Revise the records by changing "car grille" to "vehicle grille" and leaving everything else as it is. Omit the pictures from your answer.

** start of ENTRIES **

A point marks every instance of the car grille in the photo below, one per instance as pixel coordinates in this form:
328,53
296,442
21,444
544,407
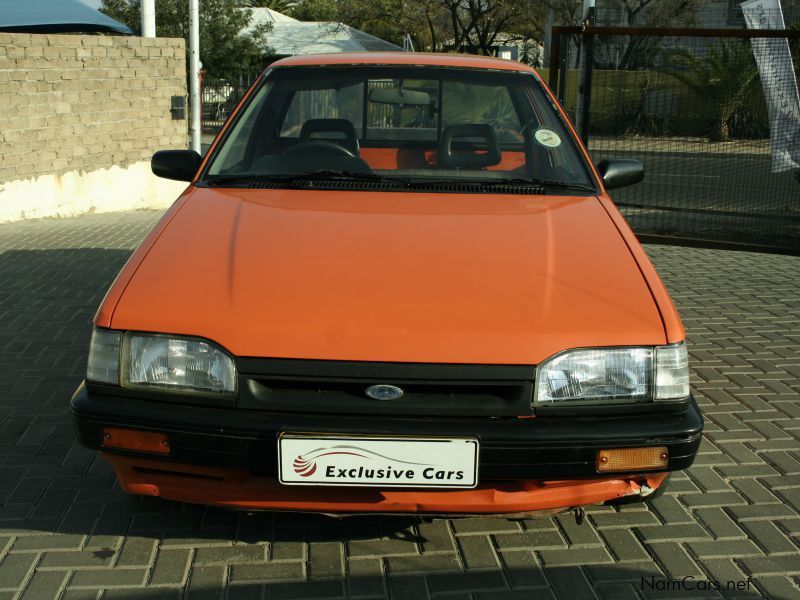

** end of ENTRIES **

• _WRITTEN ANSWER_
A point marks every instance of the vehicle grille in the photo below, one per instance as pixel coordinates in this form:
328,53
296,442
21,444
544,407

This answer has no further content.